##### DATA SUPPLIED

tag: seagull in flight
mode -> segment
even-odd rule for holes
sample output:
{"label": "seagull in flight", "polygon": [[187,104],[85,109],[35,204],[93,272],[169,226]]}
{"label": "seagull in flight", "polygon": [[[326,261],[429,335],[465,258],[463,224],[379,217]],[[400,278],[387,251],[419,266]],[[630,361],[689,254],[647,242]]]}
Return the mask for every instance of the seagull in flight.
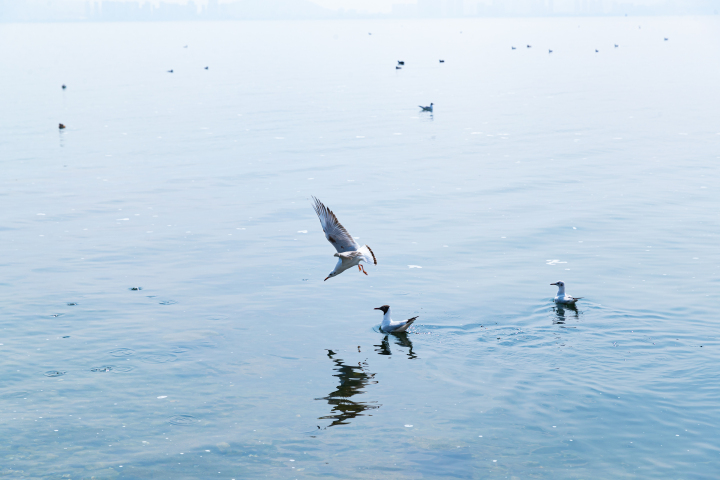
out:
{"label": "seagull in flight", "polygon": [[558,293],[555,296],[555,303],[562,303],[564,305],[575,305],[575,302],[583,297],[571,297],[565,294],[565,282],[555,282],[550,285],[557,285]]}
{"label": "seagull in flight", "polygon": [[407,332],[407,329],[410,328],[410,325],[412,325],[413,322],[418,318],[413,317],[407,320],[402,320],[400,322],[393,322],[392,318],[390,318],[390,305],[383,305],[382,307],[377,307],[375,310],[382,310],[383,312],[383,321],[382,324],[380,324],[380,330],[385,333]]}
{"label": "seagull in flight", "polygon": [[434,104],[431,103],[429,107],[423,107],[422,105],[419,105],[419,107],[422,108],[421,111],[423,111],[423,112],[432,112],[432,111],[433,111],[433,105],[434,105]]}
{"label": "seagull in flight", "polygon": [[332,210],[323,205],[317,198],[313,197],[313,200],[315,200],[313,208],[315,208],[315,213],[317,213],[320,218],[320,225],[322,226],[323,232],[325,232],[325,238],[327,238],[328,242],[337,250],[337,253],[333,255],[334,257],[338,257],[337,265],[335,265],[335,268],[325,280],[336,277],[355,265],[357,265],[361,272],[367,275],[365,268],[360,265],[360,262],[377,265],[373,251],[370,250],[370,247],[367,245],[363,245],[362,247],[358,245],[352,235],[340,224]]}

##########

PROBLEM DETAILS
The answer should be the complete listing, set down exactly, without pictures.

EXPECTED ANSWER
tag: seagull in flight
mode -> segment
even-odd rule for holes
sample output:
{"label": "seagull in flight", "polygon": [[187,104],[85,109],[35,204],[93,272],[169,226]]}
{"label": "seagull in flight", "polygon": [[[326,261],[429,335],[465,258],[463,224],[379,217]],[[400,278],[387,251],[419,266]],[[630,361],[689,254],[647,242]]]}
Return the mask for every instance of the seagull in flight.
out:
{"label": "seagull in flight", "polygon": [[558,293],[555,296],[555,303],[562,303],[564,305],[575,305],[575,302],[583,297],[571,297],[565,294],[565,282],[555,282],[550,285],[557,285]]}
{"label": "seagull in flight", "polygon": [[407,332],[407,329],[410,328],[410,325],[412,325],[413,322],[418,318],[413,317],[407,320],[402,320],[400,322],[393,322],[392,318],[390,318],[390,305],[383,305],[382,307],[377,307],[375,310],[382,310],[383,312],[383,321],[382,324],[380,324],[380,330],[385,333]]}
{"label": "seagull in flight", "polygon": [[434,104],[431,103],[429,107],[423,107],[422,105],[419,105],[419,107],[422,108],[421,111],[423,111],[423,112],[432,112],[432,111],[433,111],[433,105],[434,105]]}
{"label": "seagull in flight", "polygon": [[332,210],[323,205],[317,198],[313,197],[313,200],[315,200],[313,208],[315,208],[315,213],[317,213],[320,218],[320,225],[322,226],[323,232],[325,232],[325,238],[327,238],[328,242],[337,250],[337,253],[333,255],[334,257],[338,257],[337,265],[335,265],[335,268],[325,280],[336,277],[355,265],[357,265],[361,272],[367,275],[365,268],[360,265],[360,262],[377,265],[373,251],[370,250],[370,247],[367,245],[363,245],[362,247],[358,245],[352,235],[340,224]]}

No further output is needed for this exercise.